WHAT YOU NEED TO DO: Copy out, word for word, everything in the listing from the line containing "the motorcycle front" down through the listing's last line.
— Start —
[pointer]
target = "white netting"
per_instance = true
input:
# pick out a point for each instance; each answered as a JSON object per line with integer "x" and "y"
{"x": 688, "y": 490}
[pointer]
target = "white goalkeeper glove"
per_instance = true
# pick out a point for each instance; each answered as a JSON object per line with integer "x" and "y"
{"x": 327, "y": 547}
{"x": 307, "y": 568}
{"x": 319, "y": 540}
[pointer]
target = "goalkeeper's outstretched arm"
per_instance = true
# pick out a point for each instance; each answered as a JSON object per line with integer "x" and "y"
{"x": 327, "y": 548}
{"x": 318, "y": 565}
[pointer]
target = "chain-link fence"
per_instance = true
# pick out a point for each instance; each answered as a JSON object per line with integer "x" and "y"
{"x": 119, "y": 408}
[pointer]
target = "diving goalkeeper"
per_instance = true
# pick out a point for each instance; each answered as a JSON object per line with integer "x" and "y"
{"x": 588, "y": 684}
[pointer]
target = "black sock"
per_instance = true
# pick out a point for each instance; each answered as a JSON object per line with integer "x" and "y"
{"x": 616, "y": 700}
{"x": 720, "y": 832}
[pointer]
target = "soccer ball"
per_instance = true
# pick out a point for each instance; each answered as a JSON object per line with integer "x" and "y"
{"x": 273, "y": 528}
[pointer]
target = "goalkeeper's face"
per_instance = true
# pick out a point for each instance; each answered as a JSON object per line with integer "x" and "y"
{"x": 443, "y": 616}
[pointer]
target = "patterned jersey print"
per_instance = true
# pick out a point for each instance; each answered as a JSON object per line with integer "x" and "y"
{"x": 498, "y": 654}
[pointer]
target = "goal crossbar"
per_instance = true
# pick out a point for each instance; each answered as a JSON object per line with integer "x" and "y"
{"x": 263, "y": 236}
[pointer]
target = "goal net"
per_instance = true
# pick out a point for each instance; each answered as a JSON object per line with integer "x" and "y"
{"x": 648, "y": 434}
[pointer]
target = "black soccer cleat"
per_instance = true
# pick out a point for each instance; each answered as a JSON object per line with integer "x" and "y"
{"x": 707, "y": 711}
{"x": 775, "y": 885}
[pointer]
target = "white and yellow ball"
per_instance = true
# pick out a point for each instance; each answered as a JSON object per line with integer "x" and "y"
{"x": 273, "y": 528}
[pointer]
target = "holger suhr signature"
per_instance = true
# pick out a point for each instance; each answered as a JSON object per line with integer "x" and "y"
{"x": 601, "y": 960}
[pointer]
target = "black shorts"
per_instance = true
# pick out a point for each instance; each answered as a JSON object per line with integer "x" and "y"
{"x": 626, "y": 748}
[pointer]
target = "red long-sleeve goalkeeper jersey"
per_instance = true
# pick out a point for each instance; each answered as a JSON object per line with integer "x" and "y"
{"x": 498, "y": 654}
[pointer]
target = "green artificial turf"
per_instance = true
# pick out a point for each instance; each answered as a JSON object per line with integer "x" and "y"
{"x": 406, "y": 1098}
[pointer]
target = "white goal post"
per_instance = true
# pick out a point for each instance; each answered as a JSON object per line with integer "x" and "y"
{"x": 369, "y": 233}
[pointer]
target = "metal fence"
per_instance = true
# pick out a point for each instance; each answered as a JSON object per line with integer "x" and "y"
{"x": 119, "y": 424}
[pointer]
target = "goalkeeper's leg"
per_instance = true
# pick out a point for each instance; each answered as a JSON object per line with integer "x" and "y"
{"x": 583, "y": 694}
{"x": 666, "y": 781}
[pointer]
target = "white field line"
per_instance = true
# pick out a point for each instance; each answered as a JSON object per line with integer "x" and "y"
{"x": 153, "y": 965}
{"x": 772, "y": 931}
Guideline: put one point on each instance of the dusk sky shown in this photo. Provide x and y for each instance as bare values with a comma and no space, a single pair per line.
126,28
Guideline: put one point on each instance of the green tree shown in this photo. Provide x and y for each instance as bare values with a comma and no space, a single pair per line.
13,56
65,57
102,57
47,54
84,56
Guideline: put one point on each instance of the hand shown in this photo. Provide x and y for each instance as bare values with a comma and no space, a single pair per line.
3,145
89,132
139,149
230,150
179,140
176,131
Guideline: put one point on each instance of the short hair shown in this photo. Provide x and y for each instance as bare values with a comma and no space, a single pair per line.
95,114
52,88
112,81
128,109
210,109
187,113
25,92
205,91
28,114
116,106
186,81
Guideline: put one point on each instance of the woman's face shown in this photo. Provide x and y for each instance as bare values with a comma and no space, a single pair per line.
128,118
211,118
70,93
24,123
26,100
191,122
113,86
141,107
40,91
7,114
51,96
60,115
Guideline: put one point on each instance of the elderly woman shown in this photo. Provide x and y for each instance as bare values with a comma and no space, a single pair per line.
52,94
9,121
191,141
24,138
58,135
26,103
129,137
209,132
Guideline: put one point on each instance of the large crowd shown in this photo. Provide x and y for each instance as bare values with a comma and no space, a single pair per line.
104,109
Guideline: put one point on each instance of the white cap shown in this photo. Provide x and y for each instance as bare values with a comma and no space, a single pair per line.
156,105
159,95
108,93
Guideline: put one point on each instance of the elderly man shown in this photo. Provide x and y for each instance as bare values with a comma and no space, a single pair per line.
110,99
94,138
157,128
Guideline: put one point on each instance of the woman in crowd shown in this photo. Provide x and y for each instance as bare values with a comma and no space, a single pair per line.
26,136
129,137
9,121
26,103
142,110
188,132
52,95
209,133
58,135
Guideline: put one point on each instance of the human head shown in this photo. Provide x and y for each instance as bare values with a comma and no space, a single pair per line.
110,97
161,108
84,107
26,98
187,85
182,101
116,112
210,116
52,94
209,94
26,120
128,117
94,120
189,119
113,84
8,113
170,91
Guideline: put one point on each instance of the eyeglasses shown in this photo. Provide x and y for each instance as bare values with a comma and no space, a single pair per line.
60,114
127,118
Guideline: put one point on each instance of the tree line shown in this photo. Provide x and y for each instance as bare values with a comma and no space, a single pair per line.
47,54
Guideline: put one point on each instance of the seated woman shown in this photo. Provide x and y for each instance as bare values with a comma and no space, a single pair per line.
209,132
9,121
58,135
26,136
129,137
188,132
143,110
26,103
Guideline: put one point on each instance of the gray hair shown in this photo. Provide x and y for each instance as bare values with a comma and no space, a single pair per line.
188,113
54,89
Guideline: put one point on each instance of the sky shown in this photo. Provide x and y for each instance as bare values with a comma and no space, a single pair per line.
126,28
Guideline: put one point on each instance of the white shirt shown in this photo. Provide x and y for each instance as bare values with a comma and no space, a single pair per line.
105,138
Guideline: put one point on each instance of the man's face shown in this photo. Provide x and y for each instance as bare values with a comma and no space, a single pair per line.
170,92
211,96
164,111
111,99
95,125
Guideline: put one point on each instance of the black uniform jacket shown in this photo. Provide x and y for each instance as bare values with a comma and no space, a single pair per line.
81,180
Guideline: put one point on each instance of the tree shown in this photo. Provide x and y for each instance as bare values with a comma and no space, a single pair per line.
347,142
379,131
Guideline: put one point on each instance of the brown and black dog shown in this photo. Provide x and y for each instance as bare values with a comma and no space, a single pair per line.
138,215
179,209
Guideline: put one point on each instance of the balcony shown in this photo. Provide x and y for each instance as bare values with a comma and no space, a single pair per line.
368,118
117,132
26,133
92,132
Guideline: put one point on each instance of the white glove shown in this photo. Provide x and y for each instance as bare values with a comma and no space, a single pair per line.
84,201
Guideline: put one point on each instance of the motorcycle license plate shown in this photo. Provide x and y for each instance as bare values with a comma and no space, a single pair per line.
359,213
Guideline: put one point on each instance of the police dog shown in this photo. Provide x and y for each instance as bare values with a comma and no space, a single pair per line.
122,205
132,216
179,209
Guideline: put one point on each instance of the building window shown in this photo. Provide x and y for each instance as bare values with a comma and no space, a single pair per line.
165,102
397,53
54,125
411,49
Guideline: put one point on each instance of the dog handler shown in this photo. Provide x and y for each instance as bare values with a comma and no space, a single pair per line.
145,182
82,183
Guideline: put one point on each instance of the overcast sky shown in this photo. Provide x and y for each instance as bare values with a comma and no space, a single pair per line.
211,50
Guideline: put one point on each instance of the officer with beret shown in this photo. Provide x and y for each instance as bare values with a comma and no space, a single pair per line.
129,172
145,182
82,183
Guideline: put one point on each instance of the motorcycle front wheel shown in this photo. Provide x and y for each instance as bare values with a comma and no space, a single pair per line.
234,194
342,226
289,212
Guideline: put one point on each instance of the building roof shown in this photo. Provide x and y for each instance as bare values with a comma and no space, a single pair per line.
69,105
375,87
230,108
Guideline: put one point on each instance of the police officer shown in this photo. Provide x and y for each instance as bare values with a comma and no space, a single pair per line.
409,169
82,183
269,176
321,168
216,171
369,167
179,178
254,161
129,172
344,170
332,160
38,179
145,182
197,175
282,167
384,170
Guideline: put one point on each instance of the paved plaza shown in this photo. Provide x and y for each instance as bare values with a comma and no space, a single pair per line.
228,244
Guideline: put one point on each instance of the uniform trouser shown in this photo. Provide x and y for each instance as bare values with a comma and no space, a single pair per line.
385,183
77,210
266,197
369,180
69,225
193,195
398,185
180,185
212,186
— End —
SOLVED EXERCISE:
Guideline: put one point on each instance of the motorcycle front wheel shown in this photo. Provide x and y for each instance as bare values with a comma and no space, a single pair per line.
234,194
342,226
289,212
Guideline: put one point on each instance of the building roof shown in this photo. Provide x and y for each instance as bare values with a comma and no space, a single pair per line.
69,105
375,87
230,108
Guideline: put one point on each instance of the police officer shown in this photo. Provide x and y for each instance as bare values with a comma and no space, a single pair per line.
409,169
82,183
269,176
321,168
216,171
369,167
179,178
254,161
129,172
344,170
332,160
38,179
145,182
197,175
282,167
384,170
Guideline: put one point on each instance of the paved plaza shown in this photo. Provide x and y for each instance as bare values with a comma and no space, a single pair per line.
228,244
Guideline: put one point on each instance of the uniform trouser shown in this photo. Provide x and y for each instance as bare values with a comma and no space, a single pair per line.
385,183
77,210
266,197
369,180
69,225
193,195
398,185
180,185
212,186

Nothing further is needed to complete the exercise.